ARTICLE =
That's one place where some posters seem to think that StrictMath uses a Taylor series. That information may be inaccurate. What is generally agreed-upon is that StrictMath uses fdlibm.

I have done some accuracy testing on my code and found it to be simply awful. That is what I get for not properly implementing range reduction! Version 662015 is not producing accurate results.

Right now I'm poking around with this stuff:

http://www.research.scea.com/gdc2003/fast-math-functions_p1.pdf
http://www.research.scea.com/gdc2003/fast-math-functions_p2.pdf

and

http://lab.polygonal.de/?p=205
 

cbn

Lifer
Mar 27, 2009
12,968
221
106
How well can we expect 3DPM to scale with very high core counts and multiple sockets (eg, 4P)?

Looking through Anandtech bench it appears to scale well on the 1100T and the i7-5960X. This taking into account the 1C turbo on the 1100T and the hyperthreading on the i7-5960X.
 

bronxzv

Senior member
Jun 13, 2011
460
0
71
What is generally agreed-upon is that StrictMath uses fdlibm.

FYI a Google search returns this page with whole source code http://www.netlib.org/fdlibm/

the source for sin() after range reduction is in the file k_sin.c and it's based on a 13th order minimal polynomial approximation (using the Horner's form of the polynomial and Remez algorithm for better precision), not a Taylor series

if I count well, in the general case this implementation uses 10 mul and 8 add/sub, muls and add/sub are well balanced so this is a nice example to compile for FMA targets
 
Last edited:

Essence_of_War

Platinum Member
Feb 21, 2013
2,650
4
81
FYI a Google search returns this page with whole source code http://www.netlib.org/fdlibm/

the source for sin() after range reduction is in the file k_sin.c and it's based on a 13th order minimal polynomial approximation (using the Horner's form of the polynomial and Remez algorithm for better precision), not a Taylor series

if I count well, in the general case this implementation uses 10 mul and 8 add/sub, muls and add/sub are well balanced so this is a nice example to compile for FMA targets

The source of k_sin is MUCH more like what I expected a sin function in a math library to be. It has a 13-term polynomial but it doesn't blindly apply that, it considers a "small x" case, a sin(x+y) case, and even-odd qualities of sin to use a really good polynomial approximation on a more restricted domain.

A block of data
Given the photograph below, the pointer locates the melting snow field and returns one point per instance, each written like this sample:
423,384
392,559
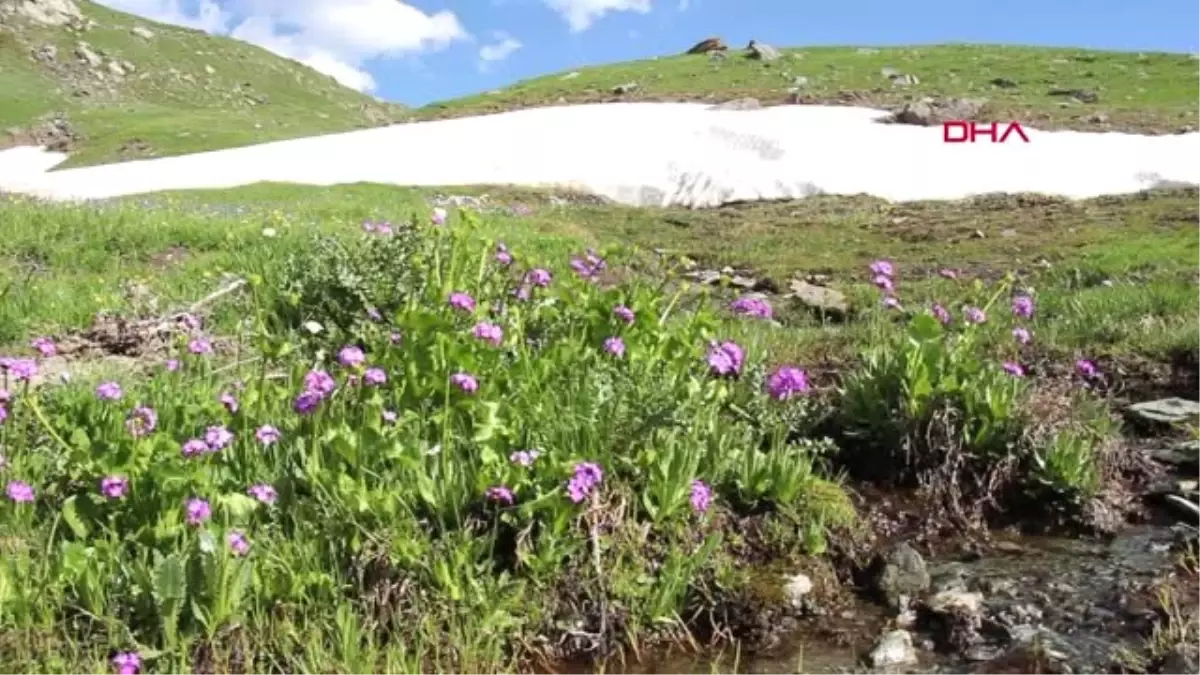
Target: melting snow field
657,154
---
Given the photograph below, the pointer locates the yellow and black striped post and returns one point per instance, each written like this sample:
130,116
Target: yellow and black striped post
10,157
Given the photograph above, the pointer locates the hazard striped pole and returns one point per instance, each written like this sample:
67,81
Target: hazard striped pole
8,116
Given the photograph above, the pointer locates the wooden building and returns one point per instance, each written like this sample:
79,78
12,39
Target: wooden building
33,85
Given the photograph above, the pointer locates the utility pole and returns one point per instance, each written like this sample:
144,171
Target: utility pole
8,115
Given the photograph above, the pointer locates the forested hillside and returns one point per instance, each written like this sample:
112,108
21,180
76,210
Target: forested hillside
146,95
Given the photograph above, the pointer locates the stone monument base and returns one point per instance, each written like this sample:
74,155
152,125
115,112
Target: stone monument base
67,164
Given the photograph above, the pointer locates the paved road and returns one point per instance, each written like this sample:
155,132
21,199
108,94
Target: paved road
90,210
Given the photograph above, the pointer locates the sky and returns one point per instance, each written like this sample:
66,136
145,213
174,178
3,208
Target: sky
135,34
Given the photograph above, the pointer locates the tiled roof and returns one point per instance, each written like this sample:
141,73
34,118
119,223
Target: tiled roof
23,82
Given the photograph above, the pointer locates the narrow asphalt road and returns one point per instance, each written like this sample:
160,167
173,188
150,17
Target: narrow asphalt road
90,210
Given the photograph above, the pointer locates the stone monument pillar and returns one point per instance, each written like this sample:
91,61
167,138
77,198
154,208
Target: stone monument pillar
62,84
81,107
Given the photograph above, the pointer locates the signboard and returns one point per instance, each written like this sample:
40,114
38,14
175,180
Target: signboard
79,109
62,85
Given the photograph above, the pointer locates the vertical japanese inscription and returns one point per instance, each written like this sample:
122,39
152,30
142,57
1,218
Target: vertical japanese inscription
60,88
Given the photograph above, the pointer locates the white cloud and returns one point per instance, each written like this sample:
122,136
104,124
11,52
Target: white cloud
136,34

DIRECTIONS FOR THIS TASK = According to the forum thread, which fdlibm file holds the source for sin() after range reduction?

TASK ANSWER = k_sin.c